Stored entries
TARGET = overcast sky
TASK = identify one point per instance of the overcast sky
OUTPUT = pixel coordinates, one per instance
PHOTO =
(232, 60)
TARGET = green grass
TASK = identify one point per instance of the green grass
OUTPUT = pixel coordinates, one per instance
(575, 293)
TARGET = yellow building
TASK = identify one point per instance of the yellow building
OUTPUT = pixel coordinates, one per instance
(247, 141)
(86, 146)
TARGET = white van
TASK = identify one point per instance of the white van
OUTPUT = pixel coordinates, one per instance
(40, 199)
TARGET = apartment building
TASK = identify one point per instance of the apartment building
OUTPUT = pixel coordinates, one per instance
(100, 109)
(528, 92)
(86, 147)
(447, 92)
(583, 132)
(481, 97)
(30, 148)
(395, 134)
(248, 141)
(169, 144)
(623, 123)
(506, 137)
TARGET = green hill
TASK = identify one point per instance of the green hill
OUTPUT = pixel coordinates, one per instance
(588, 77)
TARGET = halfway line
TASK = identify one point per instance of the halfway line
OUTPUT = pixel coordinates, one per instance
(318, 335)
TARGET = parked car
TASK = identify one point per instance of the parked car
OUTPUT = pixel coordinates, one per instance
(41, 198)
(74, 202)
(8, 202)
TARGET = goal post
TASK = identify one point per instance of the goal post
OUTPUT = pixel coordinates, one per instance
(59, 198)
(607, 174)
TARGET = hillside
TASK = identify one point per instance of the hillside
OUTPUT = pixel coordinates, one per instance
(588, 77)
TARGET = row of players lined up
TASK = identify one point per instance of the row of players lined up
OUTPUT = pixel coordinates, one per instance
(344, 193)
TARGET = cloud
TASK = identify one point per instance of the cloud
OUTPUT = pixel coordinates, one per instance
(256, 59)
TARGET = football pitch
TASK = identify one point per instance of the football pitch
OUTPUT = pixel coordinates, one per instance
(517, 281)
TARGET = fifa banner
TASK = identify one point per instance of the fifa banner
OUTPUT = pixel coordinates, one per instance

Problem statement
Output the records verbatim, from the first line to the last.

Problem solution
TARGET = overcast sky
TASK = identify one point per instance of the overcast sky
OUTPUT = pixel coordinates, one per instance
PHOTO =
(232, 60)
TARGET = green grass
TASK = identify one point per instance of the green grass
OUTPUT = pixel coordinates, one per instance
(575, 293)
TARGET = yellow building
TASK = identify one point per instance of the yellow building
OUTPUT = pixel coordinates, one per instance
(247, 141)
(86, 146)
TARGET = white van
TASK = identify one point per instance of the white van
OUTPUT = pixel coordinates, one per instance
(40, 199)
TARGET = apartment building
TASK = identify one point per instance of the apartment building
OUTPUT = pixel coordinates, one per instance
(100, 109)
(528, 92)
(86, 147)
(447, 92)
(583, 132)
(481, 97)
(30, 148)
(395, 134)
(248, 141)
(169, 144)
(623, 123)
(506, 137)
TARGET = green hill
TASK = identify one point per instance of the green hill
OUTPUT = pixel coordinates, one per instance
(588, 77)
TARGET = halfway line
TASK = identify one point per instance of the halfway line
OUTPUT = pixel coordinates, one per instance
(318, 335)
TARGET = parked car
TASK = identify one point per instance of the parked car
OUTPUT = pixel coordinates, one per instance
(41, 198)
(74, 202)
(8, 202)
TARGET = goal post
TASK = identify one point per instance of the goal post
OUTPUT = pixel coordinates, one per instance
(59, 198)
(607, 174)
TARGET = hillside
TASK = identify one point per instance of the hillside
OUTPUT = pixel coordinates, one per instance
(588, 77)
TARGET = row of players lined up
TASK = identify one point per instance of the row of players lined up
OUTPUT = pixel coordinates, one per instance
(344, 193)
TARGET = cloud
TASK = identify one point per instance of the cloud
OUTPUT = pixel coordinates, one per instance
(256, 59)
TARGET = football pitch
TASK = identify one point per instance of the football pitch
OUTPUT = pixel coordinates, one per instance
(517, 281)
TARGET = fifa banner
TASK = identify one point per instance of the fifa banner
OUTPUT = pixel coordinates, one per instance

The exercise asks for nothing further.